DATASET ENTRIES: Begin
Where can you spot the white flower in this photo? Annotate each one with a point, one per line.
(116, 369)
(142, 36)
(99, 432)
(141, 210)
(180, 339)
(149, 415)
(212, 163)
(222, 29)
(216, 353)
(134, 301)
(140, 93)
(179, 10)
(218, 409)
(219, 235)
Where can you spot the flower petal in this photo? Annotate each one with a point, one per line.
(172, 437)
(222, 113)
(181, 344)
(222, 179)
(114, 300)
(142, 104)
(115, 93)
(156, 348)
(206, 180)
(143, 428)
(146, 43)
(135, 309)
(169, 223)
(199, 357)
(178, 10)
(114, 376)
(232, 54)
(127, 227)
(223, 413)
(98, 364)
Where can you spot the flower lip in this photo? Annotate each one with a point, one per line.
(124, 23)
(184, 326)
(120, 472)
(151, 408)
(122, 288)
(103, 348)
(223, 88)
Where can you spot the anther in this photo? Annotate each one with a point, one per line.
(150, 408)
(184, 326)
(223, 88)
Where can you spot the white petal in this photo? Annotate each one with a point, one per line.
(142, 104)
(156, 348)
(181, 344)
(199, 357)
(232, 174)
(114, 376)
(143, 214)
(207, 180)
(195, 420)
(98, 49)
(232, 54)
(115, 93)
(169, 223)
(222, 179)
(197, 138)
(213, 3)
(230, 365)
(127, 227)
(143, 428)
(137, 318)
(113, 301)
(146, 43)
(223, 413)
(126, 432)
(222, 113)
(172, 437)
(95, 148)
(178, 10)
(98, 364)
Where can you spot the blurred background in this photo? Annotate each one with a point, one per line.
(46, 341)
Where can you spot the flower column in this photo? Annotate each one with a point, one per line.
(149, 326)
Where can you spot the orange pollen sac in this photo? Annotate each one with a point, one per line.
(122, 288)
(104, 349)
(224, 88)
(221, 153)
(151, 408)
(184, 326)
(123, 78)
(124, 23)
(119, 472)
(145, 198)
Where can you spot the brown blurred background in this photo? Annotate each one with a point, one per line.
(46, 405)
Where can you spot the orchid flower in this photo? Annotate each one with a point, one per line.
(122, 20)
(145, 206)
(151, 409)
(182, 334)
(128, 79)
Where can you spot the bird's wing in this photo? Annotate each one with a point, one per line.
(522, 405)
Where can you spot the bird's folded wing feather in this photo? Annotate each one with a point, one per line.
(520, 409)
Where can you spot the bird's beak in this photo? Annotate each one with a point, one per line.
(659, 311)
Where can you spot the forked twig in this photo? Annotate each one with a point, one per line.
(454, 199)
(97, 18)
DATASET ENTRIES: End
Transcribe the entire listing above exactly.

EXERCISE RESULT:
Where can you spot the white flower in this photo? Annotate each one with a point, one per line.
(116, 369)
(142, 36)
(99, 432)
(141, 210)
(180, 339)
(149, 415)
(212, 163)
(222, 29)
(216, 353)
(134, 301)
(140, 93)
(179, 10)
(218, 409)
(219, 235)
Where can you spot the flower petal in this photo? Annotate each one with a point, one per line.
(172, 437)
(222, 113)
(181, 344)
(222, 179)
(114, 300)
(142, 104)
(115, 93)
(156, 348)
(206, 180)
(143, 428)
(146, 43)
(135, 309)
(169, 223)
(199, 357)
(178, 10)
(114, 376)
(232, 54)
(127, 227)
(223, 413)
(98, 364)
Where can you spot the flower lip in this photo? Annotate each one with a point, one per line.
(124, 23)
(184, 326)
(120, 472)
(151, 408)
(122, 288)
(103, 348)
(223, 88)
Where can you spot the anther in this photo? Annotate each one with a point, one per line.
(150, 408)
(184, 326)
(223, 88)
Where can you spot the white petal in this photo? Annotate each one with a point, one per line.
(142, 104)
(156, 348)
(181, 344)
(199, 357)
(232, 174)
(114, 376)
(143, 214)
(207, 180)
(195, 420)
(98, 49)
(232, 54)
(115, 93)
(169, 223)
(222, 179)
(197, 138)
(213, 3)
(230, 365)
(127, 227)
(143, 428)
(137, 318)
(113, 301)
(146, 43)
(223, 413)
(126, 432)
(222, 113)
(172, 437)
(95, 148)
(178, 10)
(98, 364)
Where can you spot the blurred background in this photo? Annotate each one with a point, one per line.
(46, 341)
Where can you spot the flower column in this photo? Annotate each one with a point, one per line.
(149, 326)
Where can you spot the orange pollen sac in this photo? Annotate each one with a point, one per line.
(122, 288)
(104, 349)
(224, 88)
(221, 153)
(151, 408)
(184, 326)
(123, 78)
(124, 23)
(119, 472)
(145, 198)
Where can you spot the brown blurred background in this photo? Annotate each one with a point, one per line.
(46, 405)
Where can you spot the orchid flower in this photo? Annotate each one with a point, one per line.
(122, 20)
(145, 206)
(151, 409)
(182, 334)
(128, 79)
Where can you spot the bird's wing in this photo? Annotate each one with a point, one per line.
(522, 405)
Where can you spot the bird's folded wing feather in this photo? Annotate each one with a point, one per line.
(520, 409)
Where can you spot the bird's beak in this photo? Annotate each one with a point, one per line.
(659, 311)
Where can you spot the forked twig in this photo? Annotate each one with a point, one per line.
(454, 199)
(97, 18)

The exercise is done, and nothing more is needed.